- _Text_
============
Cell isolation, labeling, and infusion
CD3-, CD4-, or CD8-T cells were isolated from pooled spleen and peripheral lymph nodes (pLNs) of CD45.1−CD45.2+ mCD27WT, mCD27KO, or OT-I mice by negative selection using MACS isolation kits (Miltenyi Biotec). The isolated cells were labeled with fluorescent dye carboxyfluorescein succinimidyl ester (CFSE, Invitrogen) and transfused intravenously (i.v.) into hCD27+/+mCD27−/− or Rag2−/− mice. Recipient mice were pre-treated with 200 or 300 μg of varlilumab, hIgG1 isotype control, 2C2, or varlimut by intraperitoneal (i.p.) injections. To block CD70-CD27 interactions, 200 μg of the CD70 Ab was injected i.p. on days -2, 1, 4, 7, and 10. C/F pretreatment was administered i.p. at 1 mg and 0.1 mg per dose, respectively. The doses of C and F used here were 2- to fivefold higher than that used in conditioning treatment for CAR-T cell therapy in ongoing clinical trials (NCT03549442, NCT03126864).
Flow cytometry analysis
Spleen and pLNs were collected from recipient mice on days 7, 14, or 21 post T cell transfusion and flow cytometry analyses were performed to assess the depletion, proliferation, phenotype, and functional state of recipient and donor origin cells. CD45.1 and CD45.2 were used as congenic markers to distinguish between donor and recipient cells. Single cell suspensions were first stained with blue-fluorescent reactive dye (Invitrogen) to exclude dead cells from analysis, then for surface markers, and subsequently for intracellular or intranuclear molecules following fixation and permeabilization with the CytoFix/CytoPerm or Foxp3 Buffer Sets (BD Biosciences and eBioscience). Fluorescence dye-conjugated Abs for cell surface CD45.1 (A20), CD45.2 (104), CD3 (145-2C11), CD4 (GK1.5), CD8 (53–6.7), CD25 (7D4), CD19 (1D3), NK1.1 (PK136), CD11b (M1/70), and Foxp3 (MF23) were purchased from BD Biosciences, eBioscience, or BioLegend. Treg were defined as CD4+Foxp3+ or CD4+CD25+ cells as indicated in figure legends, and CD4-Th cells were defined as CD4+Foxp3−. Data were acquired using a Canto II flow cytometer and analyzed using the FCS Express V4 software.
============
- _Input data_
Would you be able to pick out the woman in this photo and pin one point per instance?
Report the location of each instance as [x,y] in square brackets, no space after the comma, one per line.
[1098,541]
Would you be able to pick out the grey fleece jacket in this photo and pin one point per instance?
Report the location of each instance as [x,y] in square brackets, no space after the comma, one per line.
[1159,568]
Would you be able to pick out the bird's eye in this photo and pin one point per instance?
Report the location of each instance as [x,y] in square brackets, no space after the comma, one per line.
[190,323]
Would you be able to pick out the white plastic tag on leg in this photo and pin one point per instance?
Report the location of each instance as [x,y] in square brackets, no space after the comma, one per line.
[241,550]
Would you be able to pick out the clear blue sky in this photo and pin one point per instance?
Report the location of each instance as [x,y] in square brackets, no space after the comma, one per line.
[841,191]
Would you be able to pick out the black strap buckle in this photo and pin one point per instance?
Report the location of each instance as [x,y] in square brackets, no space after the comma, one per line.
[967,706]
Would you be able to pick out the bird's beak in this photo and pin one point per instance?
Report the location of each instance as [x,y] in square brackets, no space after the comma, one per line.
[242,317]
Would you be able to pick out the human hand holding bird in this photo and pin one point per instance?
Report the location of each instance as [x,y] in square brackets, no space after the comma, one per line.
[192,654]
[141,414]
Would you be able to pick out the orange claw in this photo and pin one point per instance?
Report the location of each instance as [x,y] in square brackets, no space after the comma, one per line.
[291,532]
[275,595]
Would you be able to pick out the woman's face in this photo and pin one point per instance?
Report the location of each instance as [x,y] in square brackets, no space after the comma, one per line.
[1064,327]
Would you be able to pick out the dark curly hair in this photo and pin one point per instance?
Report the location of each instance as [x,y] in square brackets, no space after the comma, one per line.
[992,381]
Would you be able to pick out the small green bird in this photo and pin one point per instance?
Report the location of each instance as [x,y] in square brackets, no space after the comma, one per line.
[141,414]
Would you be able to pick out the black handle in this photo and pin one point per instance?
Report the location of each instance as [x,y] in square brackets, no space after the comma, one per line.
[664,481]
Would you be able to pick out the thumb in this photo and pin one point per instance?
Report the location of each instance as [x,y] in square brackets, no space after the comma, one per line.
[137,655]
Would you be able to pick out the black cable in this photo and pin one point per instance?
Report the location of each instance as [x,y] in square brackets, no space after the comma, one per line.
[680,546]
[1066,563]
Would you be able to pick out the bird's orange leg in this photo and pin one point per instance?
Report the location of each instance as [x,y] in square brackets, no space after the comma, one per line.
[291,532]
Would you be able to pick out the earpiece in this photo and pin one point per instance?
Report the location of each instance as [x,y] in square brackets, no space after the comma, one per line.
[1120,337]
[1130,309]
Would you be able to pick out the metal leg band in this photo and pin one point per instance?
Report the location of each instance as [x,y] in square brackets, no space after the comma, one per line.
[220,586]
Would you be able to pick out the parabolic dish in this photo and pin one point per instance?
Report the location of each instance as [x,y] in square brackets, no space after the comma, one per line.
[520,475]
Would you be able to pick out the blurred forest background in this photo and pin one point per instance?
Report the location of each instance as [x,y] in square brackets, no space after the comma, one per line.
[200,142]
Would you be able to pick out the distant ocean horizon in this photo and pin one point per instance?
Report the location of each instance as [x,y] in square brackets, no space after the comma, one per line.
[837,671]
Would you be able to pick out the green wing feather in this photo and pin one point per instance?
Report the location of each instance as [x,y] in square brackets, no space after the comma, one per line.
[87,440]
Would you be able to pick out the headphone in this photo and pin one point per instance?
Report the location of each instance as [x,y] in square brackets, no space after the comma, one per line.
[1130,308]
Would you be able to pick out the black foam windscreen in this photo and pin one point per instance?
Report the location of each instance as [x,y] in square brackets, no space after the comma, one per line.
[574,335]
============
In the methods text, which congenic markers distinguished donor cells from recipient cells?

- _Output below_
CD45.1 and CD45.2